PROBLEM DESCRIPTION » What you produce should be an exact transcription of the data, minus any pictures.

START RECORDS FOR PROCESSING

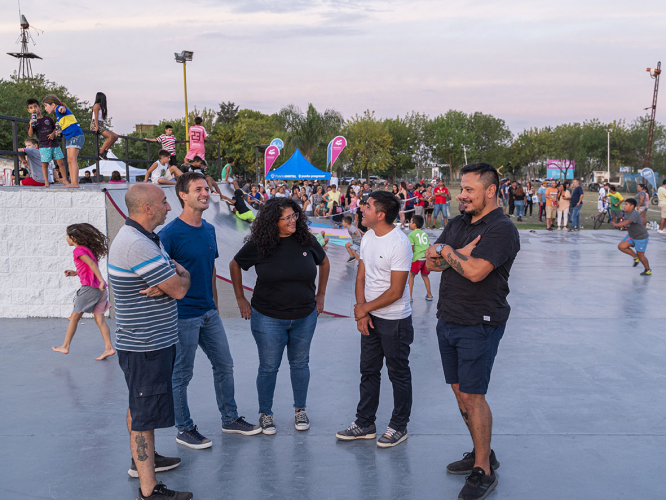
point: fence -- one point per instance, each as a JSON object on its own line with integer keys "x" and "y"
{"x": 15, "y": 147}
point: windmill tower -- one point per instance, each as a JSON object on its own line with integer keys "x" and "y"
{"x": 24, "y": 57}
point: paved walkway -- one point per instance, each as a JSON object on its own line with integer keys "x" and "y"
{"x": 578, "y": 395}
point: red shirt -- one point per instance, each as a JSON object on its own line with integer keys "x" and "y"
{"x": 441, "y": 194}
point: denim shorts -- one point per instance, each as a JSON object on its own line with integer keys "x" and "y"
{"x": 148, "y": 376}
{"x": 48, "y": 154}
{"x": 468, "y": 353}
{"x": 75, "y": 142}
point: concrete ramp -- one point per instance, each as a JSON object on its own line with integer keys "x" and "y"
{"x": 231, "y": 233}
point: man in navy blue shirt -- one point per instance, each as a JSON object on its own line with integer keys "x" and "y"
{"x": 190, "y": 241}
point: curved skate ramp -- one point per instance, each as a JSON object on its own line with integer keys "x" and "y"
{"x": 231, "y": 232}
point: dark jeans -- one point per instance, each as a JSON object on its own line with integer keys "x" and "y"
{"x": 388, "y": 339}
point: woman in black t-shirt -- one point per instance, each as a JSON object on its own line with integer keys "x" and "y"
{"x": 285, "y": 302}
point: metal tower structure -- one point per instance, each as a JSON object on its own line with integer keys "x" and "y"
{"x": 24, "y": 57}
{"x": 654, "y": 73}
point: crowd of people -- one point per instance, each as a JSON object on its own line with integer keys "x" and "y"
{"x": 166, "y": 306}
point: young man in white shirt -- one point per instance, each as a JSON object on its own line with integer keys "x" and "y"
{"x": 384, "y": 318}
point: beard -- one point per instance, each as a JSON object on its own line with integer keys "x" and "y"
{"x": 476, "y": 211}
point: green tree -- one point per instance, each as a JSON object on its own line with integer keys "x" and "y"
{"x": 368, "y": 145}
{"x": 311, "y": 130}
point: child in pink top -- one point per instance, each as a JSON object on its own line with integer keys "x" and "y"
{"x": 90, "y": 245}
{"x": 197, "y": 137}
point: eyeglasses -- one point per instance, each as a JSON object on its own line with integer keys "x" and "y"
{"x": 288, "y": 218}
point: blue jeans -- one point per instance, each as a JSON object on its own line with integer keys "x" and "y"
{"x": 575, "y": 217}
{"x": 208, "y": 332}
{"x": 271, "y": 336}
{"x": 520, "y": 207}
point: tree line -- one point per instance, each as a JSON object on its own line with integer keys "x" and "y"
{"x": 404, "y": 146}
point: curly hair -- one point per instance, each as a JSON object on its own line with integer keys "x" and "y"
{"x": 90, "y": 237}
{"x": 265, "y": 233}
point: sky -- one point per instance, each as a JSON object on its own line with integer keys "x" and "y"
{"x": 530, "y": 63}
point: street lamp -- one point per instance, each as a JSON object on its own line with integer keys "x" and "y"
{"x": 608, "y": 131}
{"x": 183, "y": 57}
{"x": 464, "y": 146}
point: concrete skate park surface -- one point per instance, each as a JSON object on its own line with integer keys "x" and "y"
{"x": 231, "y": 233}
{"x": 577, "y": 393}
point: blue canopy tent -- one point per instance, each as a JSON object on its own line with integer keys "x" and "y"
{"x": 298, "y": 168}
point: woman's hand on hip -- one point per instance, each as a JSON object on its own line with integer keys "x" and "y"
{"x": 245, "y": 308}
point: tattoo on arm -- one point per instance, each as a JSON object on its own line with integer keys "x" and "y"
{"x": 455, "y": 264}
{"x": 141, "y": 447}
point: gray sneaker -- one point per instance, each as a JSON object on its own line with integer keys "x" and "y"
{"x": 355, "y": 432}
{"x": 301, "y": 420}
{"x": 391, "y": 438}
{"x": 266, "y": 424}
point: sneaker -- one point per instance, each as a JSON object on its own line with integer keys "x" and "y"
{"x": 240, "y": 426}
{"x": 193, "y": 439}
{"x": 391, "y": 438}
{"x": 301, "y": 420}
{"x": 355, "y": 432}
{"x": 161, "y": 464}
{"x": 162, "y": 492}
{"x": 478, "y": 485}
{"x": 267, "y": 425}
{"x": 464, "y": 467}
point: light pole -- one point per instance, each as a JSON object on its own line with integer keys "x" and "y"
{"x": 608, "y": 131}
{"x": 183, "y": 57}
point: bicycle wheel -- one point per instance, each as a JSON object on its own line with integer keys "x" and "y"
{"x": 599, "y": 220}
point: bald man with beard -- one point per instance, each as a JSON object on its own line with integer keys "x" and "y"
{"x": 146, "y": 284}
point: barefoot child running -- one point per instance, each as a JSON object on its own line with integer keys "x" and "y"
{"x": 93, "y": 297}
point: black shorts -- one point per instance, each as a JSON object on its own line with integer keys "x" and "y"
{"x": 468, "y": 354}
{"x": 148, "y": 376}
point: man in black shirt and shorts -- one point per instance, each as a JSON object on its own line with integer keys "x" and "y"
{"x": 475, "y": 253}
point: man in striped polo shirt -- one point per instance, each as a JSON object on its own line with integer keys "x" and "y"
{"x": 146, "y": 284}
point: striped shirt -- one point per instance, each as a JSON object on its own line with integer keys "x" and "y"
{"x": 135, "y": 263}
{"x": 168, "y": 143}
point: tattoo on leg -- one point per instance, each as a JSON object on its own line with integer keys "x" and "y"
{"x": 465, "y": 416}
{"x": 141, "y": 446}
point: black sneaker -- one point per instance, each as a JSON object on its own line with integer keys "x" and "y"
{"x": 301, "y": 420}
{"x": 478, "y": 485}
{"x": 391, "y": 438}
{"x": 266, "y": 424}
{"x": 193, "y": 439}
{"x": 355, "y": 432}
{"x": 161, "y": 464}
{"x": 162, "y": 492}
{"x": 240, "y": 426}
{"x": 465, "y": 466}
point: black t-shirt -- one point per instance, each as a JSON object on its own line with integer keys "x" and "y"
{"x": 44, "y": 126}
{"x": 464, "y": 302}
{"x": 239, "y": 201}
{"x": 285, "y": 286}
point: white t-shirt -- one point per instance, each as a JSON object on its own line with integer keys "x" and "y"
{"x": 380, "y": 256}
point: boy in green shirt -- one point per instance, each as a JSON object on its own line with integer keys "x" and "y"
{"x": 420, "y": 243}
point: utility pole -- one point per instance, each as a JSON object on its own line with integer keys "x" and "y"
{"x": 654, "y": 73}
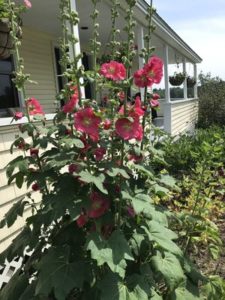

END RECORDS FOR PROCESSING

RESPONSE BOX »
point: fence -- one point per instance, each as a JSON object on its own line with integer keys "x" and "y"
{"x": 15, "y": 147}
point: windmill tower -- one point per instance, each as a JSON object on its own line with integer keys "x" and "y"
{"x": 24, "y": 57}
point: paved walkway -- one point per instance, each as a JSON object on its own line with integer keys "x" and "y"
{"x": 578, "y": 395}
point: red shirt -- one point per instance, each as a JSON object on its own line with integer keys "x" and "y"
{"x": 441, "y": 194}
point: denim shorts -- one point per instance, each as a JSON object on its own line with integer keys "x" and "y"
{"x": 148, "y": 376}
{"x": 48, "y": 154}
{"x": 468, "y": 353}
{"x": 75, "y": 142}
point: concrete ramp -- one point per instance, each as a JSON object on its own line with integer keys "x" and "y"
{"x": 231, "y": 233}
point: man in navy blue shirt -- one point per instance, each as a JSON object on its own line with integer keys "x" and "y"
{"x": 190, "y": 241}
point: curved skate ramp -- one point per instance, each as a JSON object on its own line with integer keys "x" and "y"
{"x": 231, "y": 232}
point: dark jeans -- one point per instance, each as a JSON object on its own line with integer keys "x" and "y"
{"x": 388, "y": 339}
point: woman in black t-shirt -- one point per instance, each as a JSON object on its own line with integer keys "x" and "y"
{"x": 285, "y": 302}
point: metal tower structure -- one point per instance, each as a JSON object on its own line with integer keys "x" and "y"
{"x": 24, "y": 57}
{"x": 654, "y": 73}
point: crowd of people -- one point per instance, each as a JSON object on its own line with integer keys "x" and "y"
{"x": 166, "y": 306}
point: young man in white shirt -- one point per instance, each as a JSON object on its own line with integer keys "x" and "y"
{"x": 384, "y": 318}
point: beard -- one point per instance, each as a JSON object on its own line with integer keys "x" and "y"
{"x": 476, "y": 211}
point: green tree -- one point per instance, each as a JSON object on its own line with integer keys "x" and "y"
{"x": 368, "y": 145}
{"x": 311, "y": 130}
point: child in pink top -- one point per instance, each as a JSON object on its own line with integer keys "x" and "y"
{"x": 90, "y": 245}
{"x": 197, "y": 137}
point: eyeglasses -- one point per instance, each as a JSON object on its own line with integer keys "x" and "y"
{"x": 288, "y": 218}
point: blue jeans -- one point per instance, each as a JSON object on its own line with integer keys "x" and "y"
{"x": 575, "y": 217}
{"x": 208, "y": 332}
{"x": 271, "y": 336}
{"x": 520, "y": 207}
point: tree line -- one point per instance, each as a JSON object on its own line with integer keys "x" and "y"
{"x": 404, "y": 146}
point: curly hair -- one point per instance, each as a JSON object on its own line with integer keys "x" and "y"
{"x": 90, "y": 237}
{"x": 265, "y": 233}
point: sky -- one point per instance, each as a JSON object on its own line with integer keys "x" and "y"
{"x": 530, "y": 63}
point: street lamp -- one point per instance, each as a JSON object on its own line with integer keys "x" and "y"
{"x": 608, "y": 131}
{"x": 183, "y": 57}
{"x": 464, "y": 146}
point: concrete skate park surface -- one point per instance, each as a JSON object on its own line with integer keys "x" and "y"
{"x": 231, "y": 233}
{"x": 577, "y": 393}
point: blue canopy tent -- one point per instance, each as a JSON object on its own line with integer keys "x" and "y"
{"x": 298, "y": 168}
point: woman's hand on hip -- one point per instance, each as a JSON object on its own line with integer keys "x" and "y"
{"x": 245, "y": 308}
point: tattoo on arm -- one point per instance, each as a JSON object on its own line with integer keys "x" and "y"
{"x": 455, "y": 264}
{"x": 141, "y": 447}
point: gray sneaker -- one point per instance, each as a JSON object on its own line with integer keys "x" and "y"
{"x": 355, "y": 432}
{"x": 301, "y": 420}
{"x": 391, "y": 438}
{"x": 266, "y": 424}
point: sneaker -- one point per instance, each as a JSON object on its own line with integer keys "x" and "y"
{"x": 240, "y": 426}
{"x": 193, "y": 439}
{"x": 391, "y": 438}
{"x": 301, "y": 420}
{"x": 355, "y": 432}
{"x": 161, "y": 464}
{"x": 162, "y": 492}
{"x": 478, "y": 485}
{"x": 267, "y": 425}
{"x": 464, "y": 467}
point: light pole -- one point per instance, each as a JSON object on its own line with integer keys "x" and "y"
{"x": 608, "y": 131}
{"x": 183, "y": 57}
point: bicycle wheel -- one point per instance, each as a JSON object on its own line with integer keys "x" and "y"
{"x": 599, "y": 220}
point: bald man with beard -- one point per instance, each as a JSON object on its own line with integer keys "x" and "y"
{"x": 146, "y": 284}
point: barefoot child running -- one point per instance, each as a JSON object on its own line with integer keys "x" and "y"
{"x": 93, "y": 297}
point: black shorts -- one point per instance, each as a JSON object on its own line with integer keys "x" and "y"
{"x": 468, "y": 354}
{"x": 148, "y": 376}
point: man in black shirt and shorts -- one point per instance, each as a JSON object on its own line with integer keys "x" and "y"
{"x": 475, "y": 253}
point: man in striped polo shirt -- one point per instance, each as a JSON object on its own line with integer keys "x" and "y"
{"x": 146, "y": 284}
point: striped shirt -- one point per instance, each as a JSON object on its own line with integer keys "x" and "y"
{"x": 135, "y": 263}
{"x": 168, "y": 143}
point: tattoo on leg -- one point per instance, each as a JSON object on its own line with integer keys "x" and "y"
{"x": 465, "y": 416}
{"x": 141, "y": 446}
point: black sneaker -- one point per instance, each as a JSON object on its own line with integer keys "x" and "y"
{"x": 301, "y": 420}
{"x": 478, "y": 485}
{"x": 391, "y": 438}
{"x": 266, "y": 424}
{"x": 193, "y": 439}
{"x": 355, "y": 432}
{"x": 161, "y": 464}
{"x": 162, "y": 492}
{"x": 240, "y": 426}
{"x": 465, "y": 466}
point: black t-shirt -- one point per instance, each as a JSON object on its own line with integer keys "x" and "y"
{"x": 44, "y": 126}
{"x": 464, "y": 302}
{"x": 239, "y": 201}
{"x": 285, "y": 286}
point: white t-shirt -- one point per instance, each as a JSON object on its own line with integer keys "x" and "y"
{"x": 380, "y": 256}
point: boy in green shirt -- one point per instance, each as a JSON object on its own line with integer keys "x" and "y"
{"x": 420, "y": 243}
point: utility pole -- one point per instance, each as a JSON object on its own line with integer keys "x" and "y"
{"x": 654, "y": 73}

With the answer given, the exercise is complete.